• [Description of the task]:
For the data that follows, state how many lines hold the string "bounding", giving the number by itself.

Records provided START

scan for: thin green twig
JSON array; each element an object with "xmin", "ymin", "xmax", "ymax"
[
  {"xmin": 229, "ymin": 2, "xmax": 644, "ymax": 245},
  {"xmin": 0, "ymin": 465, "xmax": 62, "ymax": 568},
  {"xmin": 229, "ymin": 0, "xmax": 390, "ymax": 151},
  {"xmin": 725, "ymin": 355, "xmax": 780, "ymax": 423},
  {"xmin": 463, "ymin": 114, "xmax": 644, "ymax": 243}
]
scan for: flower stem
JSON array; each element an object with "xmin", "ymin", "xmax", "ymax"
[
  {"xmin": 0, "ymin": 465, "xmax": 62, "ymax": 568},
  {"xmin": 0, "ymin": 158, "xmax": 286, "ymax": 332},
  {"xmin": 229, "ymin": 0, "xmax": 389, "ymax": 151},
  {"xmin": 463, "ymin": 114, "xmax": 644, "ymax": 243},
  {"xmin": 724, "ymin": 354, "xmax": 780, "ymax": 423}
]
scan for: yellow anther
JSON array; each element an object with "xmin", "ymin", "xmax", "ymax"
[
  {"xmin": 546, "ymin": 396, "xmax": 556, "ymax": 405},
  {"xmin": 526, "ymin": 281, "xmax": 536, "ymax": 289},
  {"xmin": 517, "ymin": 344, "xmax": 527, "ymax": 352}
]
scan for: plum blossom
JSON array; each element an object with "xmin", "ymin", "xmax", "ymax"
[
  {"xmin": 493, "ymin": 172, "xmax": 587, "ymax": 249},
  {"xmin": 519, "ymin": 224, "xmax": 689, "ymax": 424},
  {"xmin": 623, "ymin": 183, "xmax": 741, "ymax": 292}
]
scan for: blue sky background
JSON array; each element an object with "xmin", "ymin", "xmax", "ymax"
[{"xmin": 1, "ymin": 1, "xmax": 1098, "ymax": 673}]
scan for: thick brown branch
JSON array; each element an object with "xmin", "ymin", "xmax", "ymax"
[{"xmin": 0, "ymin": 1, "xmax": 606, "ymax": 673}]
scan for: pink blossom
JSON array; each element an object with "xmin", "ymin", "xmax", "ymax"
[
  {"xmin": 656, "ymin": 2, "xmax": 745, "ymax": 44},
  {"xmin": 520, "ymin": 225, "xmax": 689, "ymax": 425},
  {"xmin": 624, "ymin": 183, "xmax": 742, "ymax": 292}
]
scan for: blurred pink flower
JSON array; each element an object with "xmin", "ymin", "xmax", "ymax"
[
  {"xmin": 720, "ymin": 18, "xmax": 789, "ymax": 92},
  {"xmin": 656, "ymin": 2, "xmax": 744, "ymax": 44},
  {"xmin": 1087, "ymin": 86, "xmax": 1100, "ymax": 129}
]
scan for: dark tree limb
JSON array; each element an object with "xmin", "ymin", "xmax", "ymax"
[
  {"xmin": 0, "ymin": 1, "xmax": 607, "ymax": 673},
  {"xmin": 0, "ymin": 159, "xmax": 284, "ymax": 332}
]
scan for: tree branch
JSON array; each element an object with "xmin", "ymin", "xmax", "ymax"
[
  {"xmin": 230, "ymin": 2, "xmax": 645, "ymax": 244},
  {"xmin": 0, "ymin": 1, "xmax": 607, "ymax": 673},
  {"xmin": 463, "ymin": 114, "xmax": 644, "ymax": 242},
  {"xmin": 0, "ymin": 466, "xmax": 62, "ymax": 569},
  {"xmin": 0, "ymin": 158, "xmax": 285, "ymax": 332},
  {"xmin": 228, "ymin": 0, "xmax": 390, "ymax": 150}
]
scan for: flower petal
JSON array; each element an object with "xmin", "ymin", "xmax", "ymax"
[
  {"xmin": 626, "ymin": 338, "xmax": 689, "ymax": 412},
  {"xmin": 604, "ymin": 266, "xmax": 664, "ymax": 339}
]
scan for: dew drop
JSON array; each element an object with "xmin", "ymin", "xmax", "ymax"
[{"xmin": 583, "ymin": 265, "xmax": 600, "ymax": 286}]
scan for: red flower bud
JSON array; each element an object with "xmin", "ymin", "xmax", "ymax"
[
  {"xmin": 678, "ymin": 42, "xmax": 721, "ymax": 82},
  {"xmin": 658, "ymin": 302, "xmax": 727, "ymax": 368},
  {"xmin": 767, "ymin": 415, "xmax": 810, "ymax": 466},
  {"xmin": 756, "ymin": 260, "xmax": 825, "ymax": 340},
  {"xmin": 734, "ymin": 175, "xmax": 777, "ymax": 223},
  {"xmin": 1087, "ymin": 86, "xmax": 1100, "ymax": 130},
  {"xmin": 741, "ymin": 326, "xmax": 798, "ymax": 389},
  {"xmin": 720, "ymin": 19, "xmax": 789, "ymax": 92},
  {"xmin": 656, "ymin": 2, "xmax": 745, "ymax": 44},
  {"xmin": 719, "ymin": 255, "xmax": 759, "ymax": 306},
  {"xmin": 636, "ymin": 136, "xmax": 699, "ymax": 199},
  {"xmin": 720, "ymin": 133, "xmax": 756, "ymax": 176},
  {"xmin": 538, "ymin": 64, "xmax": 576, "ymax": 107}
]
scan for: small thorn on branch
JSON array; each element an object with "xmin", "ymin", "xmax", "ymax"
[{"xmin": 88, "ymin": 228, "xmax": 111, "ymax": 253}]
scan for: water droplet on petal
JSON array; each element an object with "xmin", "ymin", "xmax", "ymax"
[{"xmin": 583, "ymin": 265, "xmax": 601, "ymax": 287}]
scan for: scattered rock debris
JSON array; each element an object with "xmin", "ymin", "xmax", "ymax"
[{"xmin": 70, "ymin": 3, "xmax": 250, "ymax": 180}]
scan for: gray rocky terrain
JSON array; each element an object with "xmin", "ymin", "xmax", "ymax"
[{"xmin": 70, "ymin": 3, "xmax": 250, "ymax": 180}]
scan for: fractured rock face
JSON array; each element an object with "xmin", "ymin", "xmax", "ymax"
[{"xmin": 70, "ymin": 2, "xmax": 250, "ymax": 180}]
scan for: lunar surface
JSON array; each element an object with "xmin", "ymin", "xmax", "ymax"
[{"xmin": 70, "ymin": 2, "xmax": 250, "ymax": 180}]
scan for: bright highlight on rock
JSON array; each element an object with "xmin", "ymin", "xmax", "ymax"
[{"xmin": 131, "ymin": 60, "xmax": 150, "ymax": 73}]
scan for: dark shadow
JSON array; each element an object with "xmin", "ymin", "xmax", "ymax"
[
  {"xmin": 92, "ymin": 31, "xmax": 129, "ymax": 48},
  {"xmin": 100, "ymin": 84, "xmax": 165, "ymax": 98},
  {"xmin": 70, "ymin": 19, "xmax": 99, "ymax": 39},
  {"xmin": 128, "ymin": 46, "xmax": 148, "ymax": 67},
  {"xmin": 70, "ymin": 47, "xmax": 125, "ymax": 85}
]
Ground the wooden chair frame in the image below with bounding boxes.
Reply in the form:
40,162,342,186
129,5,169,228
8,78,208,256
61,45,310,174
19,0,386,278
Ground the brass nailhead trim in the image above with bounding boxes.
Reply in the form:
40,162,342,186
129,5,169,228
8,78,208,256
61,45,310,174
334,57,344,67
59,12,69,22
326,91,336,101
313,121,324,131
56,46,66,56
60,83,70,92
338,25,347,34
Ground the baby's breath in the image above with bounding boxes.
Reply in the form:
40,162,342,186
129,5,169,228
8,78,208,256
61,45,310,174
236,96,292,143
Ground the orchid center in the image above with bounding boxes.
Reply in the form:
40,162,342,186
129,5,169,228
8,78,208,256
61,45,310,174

Records provided END

• [Solution for this exercise]:
4